> Available records
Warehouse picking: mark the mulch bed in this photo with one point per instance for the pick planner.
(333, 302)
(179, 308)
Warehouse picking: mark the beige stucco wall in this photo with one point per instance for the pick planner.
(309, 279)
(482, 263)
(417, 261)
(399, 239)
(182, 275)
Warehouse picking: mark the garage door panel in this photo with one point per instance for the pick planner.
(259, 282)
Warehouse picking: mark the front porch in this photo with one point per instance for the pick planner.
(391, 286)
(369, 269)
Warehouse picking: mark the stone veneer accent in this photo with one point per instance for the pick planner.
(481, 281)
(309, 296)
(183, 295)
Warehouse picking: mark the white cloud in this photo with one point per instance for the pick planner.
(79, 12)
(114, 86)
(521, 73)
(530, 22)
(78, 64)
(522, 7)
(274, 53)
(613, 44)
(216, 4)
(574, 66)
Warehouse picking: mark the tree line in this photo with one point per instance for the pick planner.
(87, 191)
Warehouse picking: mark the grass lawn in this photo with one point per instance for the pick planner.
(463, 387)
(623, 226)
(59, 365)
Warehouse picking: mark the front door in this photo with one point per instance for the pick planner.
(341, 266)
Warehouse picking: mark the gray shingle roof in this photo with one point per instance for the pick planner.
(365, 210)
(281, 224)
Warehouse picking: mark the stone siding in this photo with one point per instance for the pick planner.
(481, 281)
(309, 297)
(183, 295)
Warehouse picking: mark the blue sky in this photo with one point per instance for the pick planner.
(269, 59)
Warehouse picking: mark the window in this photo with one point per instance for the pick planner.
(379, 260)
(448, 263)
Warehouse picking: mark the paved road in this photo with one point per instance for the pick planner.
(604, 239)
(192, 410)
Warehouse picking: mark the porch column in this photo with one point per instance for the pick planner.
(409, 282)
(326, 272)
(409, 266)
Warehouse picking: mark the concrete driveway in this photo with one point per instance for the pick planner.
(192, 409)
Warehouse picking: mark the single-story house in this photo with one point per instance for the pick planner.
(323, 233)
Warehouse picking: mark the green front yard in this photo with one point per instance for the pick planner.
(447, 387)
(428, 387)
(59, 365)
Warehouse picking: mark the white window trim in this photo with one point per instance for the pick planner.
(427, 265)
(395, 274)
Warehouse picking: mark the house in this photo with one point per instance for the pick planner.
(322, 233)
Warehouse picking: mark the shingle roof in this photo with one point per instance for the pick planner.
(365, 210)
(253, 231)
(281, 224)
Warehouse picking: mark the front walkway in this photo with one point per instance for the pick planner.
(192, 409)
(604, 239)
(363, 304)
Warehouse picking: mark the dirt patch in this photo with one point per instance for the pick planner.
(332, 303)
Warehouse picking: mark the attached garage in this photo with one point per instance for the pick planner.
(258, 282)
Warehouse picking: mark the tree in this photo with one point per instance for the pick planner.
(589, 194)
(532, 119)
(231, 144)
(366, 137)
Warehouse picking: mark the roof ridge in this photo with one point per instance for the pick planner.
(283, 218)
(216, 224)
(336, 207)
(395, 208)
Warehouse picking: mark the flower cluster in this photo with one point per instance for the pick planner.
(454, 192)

==

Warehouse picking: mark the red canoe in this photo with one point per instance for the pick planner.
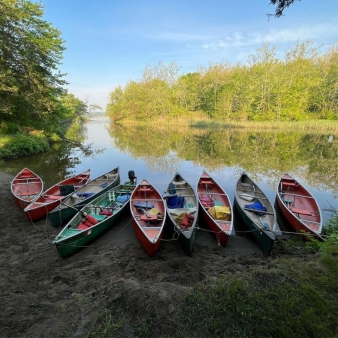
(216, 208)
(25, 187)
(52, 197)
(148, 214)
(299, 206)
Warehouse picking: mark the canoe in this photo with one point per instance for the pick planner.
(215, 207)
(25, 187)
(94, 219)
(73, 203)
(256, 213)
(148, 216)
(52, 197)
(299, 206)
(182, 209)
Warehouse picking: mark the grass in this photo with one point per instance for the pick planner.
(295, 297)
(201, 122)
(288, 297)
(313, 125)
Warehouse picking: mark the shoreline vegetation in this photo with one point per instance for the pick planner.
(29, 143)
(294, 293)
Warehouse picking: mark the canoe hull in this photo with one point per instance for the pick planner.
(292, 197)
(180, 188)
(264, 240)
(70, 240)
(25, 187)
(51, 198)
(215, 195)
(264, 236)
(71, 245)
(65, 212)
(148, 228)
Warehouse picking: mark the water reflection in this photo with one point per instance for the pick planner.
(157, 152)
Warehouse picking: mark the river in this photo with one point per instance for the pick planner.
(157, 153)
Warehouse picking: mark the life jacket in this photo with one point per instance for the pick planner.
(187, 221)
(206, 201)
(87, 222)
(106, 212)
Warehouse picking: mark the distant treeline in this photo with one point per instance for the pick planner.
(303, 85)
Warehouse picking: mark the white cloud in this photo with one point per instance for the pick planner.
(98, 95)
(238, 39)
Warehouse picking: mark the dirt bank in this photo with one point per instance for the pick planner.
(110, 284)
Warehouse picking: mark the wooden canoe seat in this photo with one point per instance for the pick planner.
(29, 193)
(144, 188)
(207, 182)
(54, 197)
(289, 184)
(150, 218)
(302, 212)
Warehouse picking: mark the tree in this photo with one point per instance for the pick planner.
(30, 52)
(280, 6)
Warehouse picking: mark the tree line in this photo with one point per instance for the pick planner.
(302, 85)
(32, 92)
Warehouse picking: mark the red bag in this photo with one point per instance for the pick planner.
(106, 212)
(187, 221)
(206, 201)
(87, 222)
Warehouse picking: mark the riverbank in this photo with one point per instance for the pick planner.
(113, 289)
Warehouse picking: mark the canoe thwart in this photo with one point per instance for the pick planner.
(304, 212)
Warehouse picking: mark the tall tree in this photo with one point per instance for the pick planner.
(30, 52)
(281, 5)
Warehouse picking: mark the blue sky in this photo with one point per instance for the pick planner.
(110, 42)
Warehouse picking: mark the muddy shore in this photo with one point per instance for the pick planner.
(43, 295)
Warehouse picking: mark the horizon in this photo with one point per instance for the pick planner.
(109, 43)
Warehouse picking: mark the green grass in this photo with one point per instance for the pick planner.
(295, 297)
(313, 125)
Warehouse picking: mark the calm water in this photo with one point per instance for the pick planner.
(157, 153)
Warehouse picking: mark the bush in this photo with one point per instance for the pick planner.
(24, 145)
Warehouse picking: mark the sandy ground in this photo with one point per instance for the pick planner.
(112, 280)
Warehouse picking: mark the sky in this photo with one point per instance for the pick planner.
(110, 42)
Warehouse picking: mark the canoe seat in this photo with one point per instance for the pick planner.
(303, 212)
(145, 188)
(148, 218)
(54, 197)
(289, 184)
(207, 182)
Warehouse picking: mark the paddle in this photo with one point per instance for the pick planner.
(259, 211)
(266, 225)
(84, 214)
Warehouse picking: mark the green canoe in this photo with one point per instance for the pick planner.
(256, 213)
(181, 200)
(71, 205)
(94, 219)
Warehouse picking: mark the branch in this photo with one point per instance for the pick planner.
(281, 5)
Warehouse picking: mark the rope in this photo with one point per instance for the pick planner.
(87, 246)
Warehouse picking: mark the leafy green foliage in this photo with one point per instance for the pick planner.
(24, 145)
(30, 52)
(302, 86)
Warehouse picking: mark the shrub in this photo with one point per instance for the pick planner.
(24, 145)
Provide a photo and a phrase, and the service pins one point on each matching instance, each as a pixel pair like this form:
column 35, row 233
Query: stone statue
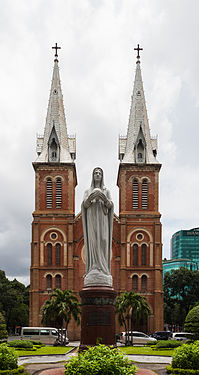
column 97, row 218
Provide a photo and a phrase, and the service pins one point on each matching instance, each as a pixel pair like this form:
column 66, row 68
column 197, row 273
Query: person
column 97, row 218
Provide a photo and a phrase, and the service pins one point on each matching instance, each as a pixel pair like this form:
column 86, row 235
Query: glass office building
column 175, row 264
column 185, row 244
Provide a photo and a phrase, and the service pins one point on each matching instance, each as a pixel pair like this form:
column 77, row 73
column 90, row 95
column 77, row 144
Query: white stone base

--

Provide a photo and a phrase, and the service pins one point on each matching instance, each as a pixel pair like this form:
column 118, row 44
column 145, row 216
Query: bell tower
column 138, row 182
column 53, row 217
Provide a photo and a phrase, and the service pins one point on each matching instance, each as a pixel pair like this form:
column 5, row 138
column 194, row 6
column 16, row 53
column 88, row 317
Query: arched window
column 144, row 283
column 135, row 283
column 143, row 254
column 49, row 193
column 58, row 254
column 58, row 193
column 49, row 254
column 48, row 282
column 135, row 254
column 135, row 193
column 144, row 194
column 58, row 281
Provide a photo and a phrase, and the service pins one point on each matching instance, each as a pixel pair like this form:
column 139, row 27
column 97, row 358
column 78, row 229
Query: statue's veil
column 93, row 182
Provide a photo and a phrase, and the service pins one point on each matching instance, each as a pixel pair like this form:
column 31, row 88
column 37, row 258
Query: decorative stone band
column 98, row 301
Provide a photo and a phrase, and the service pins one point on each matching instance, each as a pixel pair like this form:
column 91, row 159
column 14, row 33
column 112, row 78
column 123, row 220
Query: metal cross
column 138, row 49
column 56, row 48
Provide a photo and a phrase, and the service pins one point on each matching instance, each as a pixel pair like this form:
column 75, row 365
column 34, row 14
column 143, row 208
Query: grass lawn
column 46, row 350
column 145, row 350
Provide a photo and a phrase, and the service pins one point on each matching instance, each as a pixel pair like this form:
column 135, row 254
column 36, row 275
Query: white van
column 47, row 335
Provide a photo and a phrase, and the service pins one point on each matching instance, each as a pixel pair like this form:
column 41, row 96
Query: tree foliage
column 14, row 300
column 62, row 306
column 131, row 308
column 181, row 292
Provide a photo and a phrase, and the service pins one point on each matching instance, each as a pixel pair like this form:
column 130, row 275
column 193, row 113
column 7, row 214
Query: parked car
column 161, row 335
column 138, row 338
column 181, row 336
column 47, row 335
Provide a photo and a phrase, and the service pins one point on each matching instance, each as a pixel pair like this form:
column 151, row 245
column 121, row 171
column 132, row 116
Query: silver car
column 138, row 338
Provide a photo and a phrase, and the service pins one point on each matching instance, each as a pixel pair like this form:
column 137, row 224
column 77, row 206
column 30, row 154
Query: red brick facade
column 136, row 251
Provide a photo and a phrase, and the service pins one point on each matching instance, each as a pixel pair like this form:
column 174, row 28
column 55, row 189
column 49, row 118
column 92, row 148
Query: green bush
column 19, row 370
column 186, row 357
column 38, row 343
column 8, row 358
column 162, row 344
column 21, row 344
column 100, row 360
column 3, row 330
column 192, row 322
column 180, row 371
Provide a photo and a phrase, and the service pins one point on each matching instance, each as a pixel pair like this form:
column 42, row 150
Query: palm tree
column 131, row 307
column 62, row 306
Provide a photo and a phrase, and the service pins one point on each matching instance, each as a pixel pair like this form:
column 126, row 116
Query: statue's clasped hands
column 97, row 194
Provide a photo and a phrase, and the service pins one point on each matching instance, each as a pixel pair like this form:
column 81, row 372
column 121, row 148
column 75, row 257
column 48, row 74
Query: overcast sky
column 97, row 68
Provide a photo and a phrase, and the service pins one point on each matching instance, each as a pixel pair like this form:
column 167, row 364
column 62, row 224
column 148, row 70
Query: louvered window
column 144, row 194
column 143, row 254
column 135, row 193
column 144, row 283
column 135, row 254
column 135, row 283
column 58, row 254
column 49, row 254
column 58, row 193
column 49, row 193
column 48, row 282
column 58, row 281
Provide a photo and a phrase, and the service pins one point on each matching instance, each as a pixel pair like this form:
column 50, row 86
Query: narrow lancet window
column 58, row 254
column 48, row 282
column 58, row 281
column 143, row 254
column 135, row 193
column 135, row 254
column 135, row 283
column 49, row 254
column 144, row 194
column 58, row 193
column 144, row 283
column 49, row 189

> Aim of the exercise
Collect each line from the entries above that contains the word "front".

> Output of the exercise
Warehouse picking: mark the front porch in this photo with one point per instance for the pick planner.
Warehouse picking: mark the front door in this photo with one point per instance for the pick planner.
Warehouse picking: mark the green front yard in this photo with one point per instance for the pick planner.
Warehouse picking: mark the front walkway in this photo with one point per instance for the pick planner.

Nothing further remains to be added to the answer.